Page text:
Monocular SLAM (which is built in this project), relies solely on a single camera, making it lightweight but challenging due to scale ambiguity and reliance on visual cues.

Problem Statement

Problem: We have a video from a car’s dashcam → we want to draw a map of the surrounding environment (or at least the car’s moving trajectory). → we also want to localize the car within that map.

Approach:

- The video can be split into individual frames.
- How do we get a map from these frames? → Look at how things move between frames.
- How do we track movement? → Find keypoints (important spots) in each frame. → Match those keypoints across frames to see what moved where.
- What do we do with matches? → Use the matches keypoints to estimate how the camera (car) moved. → Compute the camera’s rotation and position change (motion) using the matches.
- How do we estimate motion → Calculate a matrix (like the essential matrix) that shows the camera’s shift. → Break it down into rotation and direction the car traveled.
- What next for the map? → Use the motion and matched keypoints to find 3D locations of those points. → Triangulate by combining the camera’s positions to pinpoint where keypoints are in space.
- Then what? → Build a 3D map from these points (a sparse cloud of landmarks). → Update the car’s position and the map with each new frame.

Proposed Pipeline

Pipeline: Twitch SLAM (Monocular SLAM Toy Implementation)

Exercise task: According to the text on monocular SLAM, what makes monocular SLAM challenging? The records that come next have no connection to the text above.

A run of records
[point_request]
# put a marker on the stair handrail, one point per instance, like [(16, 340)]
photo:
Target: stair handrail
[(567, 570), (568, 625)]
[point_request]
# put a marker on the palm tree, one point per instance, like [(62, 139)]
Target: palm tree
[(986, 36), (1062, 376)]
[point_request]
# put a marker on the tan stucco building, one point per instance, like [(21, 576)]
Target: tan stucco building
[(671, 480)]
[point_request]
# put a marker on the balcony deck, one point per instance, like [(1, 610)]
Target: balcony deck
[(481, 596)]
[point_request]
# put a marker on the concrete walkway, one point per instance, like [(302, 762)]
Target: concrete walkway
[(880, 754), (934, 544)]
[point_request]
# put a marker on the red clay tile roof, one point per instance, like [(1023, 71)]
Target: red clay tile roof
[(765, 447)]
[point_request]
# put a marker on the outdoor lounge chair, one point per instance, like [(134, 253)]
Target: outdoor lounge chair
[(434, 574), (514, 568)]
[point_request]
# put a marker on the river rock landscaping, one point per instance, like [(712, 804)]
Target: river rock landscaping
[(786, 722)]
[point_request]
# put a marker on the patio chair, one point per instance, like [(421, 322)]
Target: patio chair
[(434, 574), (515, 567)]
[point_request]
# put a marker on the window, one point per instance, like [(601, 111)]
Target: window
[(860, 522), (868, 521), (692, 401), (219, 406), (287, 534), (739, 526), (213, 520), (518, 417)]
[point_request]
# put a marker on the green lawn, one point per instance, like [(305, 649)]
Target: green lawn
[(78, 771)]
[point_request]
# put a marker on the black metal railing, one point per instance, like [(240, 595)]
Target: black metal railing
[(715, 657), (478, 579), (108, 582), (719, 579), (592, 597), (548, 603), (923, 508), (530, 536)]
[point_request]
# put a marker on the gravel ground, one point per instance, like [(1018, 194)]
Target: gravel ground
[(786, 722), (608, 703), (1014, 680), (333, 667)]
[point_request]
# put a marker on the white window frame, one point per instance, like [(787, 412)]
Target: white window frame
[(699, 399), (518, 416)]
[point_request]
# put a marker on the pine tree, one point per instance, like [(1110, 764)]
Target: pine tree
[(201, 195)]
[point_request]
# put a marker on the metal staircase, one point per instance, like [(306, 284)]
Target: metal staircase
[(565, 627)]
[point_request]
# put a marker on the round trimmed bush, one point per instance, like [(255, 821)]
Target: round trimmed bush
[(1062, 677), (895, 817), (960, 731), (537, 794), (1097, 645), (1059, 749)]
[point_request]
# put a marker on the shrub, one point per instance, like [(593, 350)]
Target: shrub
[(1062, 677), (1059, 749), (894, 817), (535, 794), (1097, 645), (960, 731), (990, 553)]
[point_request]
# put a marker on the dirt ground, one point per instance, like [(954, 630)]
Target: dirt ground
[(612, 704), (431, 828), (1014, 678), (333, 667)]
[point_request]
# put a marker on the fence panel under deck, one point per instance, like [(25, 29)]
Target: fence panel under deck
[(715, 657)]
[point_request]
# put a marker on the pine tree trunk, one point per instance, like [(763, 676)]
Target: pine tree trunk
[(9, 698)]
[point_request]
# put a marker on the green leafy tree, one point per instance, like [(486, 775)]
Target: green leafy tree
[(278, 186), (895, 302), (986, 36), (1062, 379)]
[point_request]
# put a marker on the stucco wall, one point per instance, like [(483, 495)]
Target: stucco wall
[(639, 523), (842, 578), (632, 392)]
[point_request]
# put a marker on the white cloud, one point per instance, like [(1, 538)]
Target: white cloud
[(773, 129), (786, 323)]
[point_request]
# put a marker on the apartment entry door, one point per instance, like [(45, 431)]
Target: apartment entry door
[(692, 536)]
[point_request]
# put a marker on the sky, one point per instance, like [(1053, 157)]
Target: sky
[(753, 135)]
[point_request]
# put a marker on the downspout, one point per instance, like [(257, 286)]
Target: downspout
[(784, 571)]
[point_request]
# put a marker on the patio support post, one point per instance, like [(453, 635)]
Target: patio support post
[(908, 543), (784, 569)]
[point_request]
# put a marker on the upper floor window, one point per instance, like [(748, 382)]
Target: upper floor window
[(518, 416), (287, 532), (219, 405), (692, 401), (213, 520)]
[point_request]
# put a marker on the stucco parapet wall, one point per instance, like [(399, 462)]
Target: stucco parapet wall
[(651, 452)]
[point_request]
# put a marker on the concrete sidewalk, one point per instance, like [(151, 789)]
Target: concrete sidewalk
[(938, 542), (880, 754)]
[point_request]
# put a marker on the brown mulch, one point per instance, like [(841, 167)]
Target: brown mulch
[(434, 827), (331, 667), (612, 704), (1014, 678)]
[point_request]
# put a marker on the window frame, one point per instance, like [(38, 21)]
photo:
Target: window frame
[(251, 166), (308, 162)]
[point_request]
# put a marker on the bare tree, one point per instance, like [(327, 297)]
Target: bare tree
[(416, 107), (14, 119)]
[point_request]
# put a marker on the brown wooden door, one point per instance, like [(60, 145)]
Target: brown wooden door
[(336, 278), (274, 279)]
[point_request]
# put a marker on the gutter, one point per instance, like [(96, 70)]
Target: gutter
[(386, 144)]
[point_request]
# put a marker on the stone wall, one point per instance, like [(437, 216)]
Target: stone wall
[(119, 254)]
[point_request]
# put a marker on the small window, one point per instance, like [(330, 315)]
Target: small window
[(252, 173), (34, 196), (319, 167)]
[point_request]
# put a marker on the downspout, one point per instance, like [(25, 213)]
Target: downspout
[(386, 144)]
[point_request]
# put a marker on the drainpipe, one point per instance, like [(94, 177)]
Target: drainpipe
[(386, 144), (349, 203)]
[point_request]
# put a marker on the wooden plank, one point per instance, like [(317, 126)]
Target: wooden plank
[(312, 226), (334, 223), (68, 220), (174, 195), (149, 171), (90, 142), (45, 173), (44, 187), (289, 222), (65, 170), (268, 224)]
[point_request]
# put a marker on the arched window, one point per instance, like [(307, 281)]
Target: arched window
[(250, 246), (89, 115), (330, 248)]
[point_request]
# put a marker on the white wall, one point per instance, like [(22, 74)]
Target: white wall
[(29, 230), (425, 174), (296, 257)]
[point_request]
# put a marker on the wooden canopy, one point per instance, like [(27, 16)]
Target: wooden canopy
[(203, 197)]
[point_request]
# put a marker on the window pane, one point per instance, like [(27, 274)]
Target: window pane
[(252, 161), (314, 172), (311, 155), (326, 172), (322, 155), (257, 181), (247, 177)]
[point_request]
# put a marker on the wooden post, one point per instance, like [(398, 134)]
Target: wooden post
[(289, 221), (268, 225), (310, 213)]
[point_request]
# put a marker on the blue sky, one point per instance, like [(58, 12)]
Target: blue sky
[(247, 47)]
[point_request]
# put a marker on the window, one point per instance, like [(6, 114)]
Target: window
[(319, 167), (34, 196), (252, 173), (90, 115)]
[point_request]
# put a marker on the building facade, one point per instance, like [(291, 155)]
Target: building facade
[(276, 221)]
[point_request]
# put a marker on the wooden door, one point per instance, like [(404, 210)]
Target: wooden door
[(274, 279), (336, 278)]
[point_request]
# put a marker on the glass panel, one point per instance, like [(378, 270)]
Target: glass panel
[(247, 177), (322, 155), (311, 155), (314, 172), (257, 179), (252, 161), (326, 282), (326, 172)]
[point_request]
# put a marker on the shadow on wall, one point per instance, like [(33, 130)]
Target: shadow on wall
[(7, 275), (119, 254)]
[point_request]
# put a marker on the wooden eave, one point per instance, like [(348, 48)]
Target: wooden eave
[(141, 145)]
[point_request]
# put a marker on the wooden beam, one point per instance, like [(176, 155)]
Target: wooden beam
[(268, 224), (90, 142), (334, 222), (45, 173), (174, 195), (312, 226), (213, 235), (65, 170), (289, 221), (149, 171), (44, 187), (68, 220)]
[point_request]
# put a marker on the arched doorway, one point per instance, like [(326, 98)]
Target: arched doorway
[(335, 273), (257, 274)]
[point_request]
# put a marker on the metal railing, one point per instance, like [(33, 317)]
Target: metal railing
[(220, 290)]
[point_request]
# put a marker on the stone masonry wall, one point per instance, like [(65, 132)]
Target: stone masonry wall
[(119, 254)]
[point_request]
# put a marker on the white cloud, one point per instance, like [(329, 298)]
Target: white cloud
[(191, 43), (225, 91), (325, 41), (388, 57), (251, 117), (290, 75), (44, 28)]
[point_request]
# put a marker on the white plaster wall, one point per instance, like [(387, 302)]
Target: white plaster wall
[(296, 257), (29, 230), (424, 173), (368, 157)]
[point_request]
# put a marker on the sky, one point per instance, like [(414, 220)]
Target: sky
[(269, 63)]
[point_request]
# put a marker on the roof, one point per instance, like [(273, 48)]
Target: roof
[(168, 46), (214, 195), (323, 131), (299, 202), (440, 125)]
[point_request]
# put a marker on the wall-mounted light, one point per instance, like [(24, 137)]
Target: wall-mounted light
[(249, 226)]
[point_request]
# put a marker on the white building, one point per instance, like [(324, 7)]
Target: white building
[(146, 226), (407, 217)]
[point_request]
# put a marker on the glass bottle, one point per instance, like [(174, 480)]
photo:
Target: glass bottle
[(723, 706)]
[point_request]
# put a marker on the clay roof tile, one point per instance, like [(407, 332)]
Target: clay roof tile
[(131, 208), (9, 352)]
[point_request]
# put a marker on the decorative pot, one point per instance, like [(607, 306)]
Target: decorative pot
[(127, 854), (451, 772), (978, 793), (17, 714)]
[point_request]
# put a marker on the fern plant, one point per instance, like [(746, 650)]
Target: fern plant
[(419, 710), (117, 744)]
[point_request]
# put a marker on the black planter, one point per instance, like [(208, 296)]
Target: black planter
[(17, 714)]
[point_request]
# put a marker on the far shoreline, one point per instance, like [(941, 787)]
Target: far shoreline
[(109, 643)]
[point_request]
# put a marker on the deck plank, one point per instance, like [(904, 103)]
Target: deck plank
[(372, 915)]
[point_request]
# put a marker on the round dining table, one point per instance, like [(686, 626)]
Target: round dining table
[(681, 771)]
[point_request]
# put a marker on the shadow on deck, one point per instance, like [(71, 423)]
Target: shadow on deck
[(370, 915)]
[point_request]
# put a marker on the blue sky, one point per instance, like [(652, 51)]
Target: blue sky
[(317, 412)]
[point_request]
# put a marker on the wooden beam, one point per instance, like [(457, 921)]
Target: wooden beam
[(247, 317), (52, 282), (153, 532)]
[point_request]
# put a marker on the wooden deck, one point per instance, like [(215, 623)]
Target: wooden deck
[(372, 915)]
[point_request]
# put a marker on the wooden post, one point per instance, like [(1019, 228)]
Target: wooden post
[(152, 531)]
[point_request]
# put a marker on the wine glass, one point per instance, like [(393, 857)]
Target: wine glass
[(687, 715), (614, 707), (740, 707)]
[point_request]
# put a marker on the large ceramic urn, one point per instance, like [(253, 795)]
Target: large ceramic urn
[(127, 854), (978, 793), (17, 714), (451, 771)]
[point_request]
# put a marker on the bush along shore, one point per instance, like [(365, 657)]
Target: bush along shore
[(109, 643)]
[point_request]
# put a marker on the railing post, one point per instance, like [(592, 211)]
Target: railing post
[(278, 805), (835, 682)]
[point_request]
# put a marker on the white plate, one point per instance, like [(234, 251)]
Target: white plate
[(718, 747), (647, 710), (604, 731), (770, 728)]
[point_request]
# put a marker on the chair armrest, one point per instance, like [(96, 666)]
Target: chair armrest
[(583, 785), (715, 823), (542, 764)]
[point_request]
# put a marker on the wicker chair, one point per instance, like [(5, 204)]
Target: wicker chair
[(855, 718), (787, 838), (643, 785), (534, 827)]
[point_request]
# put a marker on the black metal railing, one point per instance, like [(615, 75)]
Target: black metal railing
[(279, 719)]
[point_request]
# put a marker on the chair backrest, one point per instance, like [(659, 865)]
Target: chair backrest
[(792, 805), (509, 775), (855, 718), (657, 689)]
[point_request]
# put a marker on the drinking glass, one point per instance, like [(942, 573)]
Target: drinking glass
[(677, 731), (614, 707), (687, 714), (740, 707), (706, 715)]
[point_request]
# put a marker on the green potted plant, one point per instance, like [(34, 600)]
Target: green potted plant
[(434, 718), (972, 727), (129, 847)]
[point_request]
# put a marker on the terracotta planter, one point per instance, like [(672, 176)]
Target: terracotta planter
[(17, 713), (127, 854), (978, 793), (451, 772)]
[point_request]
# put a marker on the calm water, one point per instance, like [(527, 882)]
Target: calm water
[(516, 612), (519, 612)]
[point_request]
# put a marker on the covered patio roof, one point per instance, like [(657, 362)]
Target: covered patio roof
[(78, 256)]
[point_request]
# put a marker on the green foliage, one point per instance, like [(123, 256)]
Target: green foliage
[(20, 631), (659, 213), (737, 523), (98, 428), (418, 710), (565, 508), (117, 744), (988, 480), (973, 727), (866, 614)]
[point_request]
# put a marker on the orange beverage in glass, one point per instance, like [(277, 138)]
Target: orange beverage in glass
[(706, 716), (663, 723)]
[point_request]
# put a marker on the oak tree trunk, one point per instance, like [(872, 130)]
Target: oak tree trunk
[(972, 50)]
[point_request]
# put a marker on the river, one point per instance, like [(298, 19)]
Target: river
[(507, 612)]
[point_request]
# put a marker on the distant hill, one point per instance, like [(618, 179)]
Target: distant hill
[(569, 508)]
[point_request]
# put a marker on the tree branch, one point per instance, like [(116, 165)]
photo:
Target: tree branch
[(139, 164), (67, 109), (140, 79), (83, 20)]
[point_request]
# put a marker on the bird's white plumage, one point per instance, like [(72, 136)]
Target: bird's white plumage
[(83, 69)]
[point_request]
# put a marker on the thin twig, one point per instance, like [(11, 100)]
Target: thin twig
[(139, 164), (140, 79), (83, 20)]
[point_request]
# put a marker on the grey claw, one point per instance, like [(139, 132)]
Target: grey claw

Final result: Scale ambiguity and reliance on visual cues make it challenging.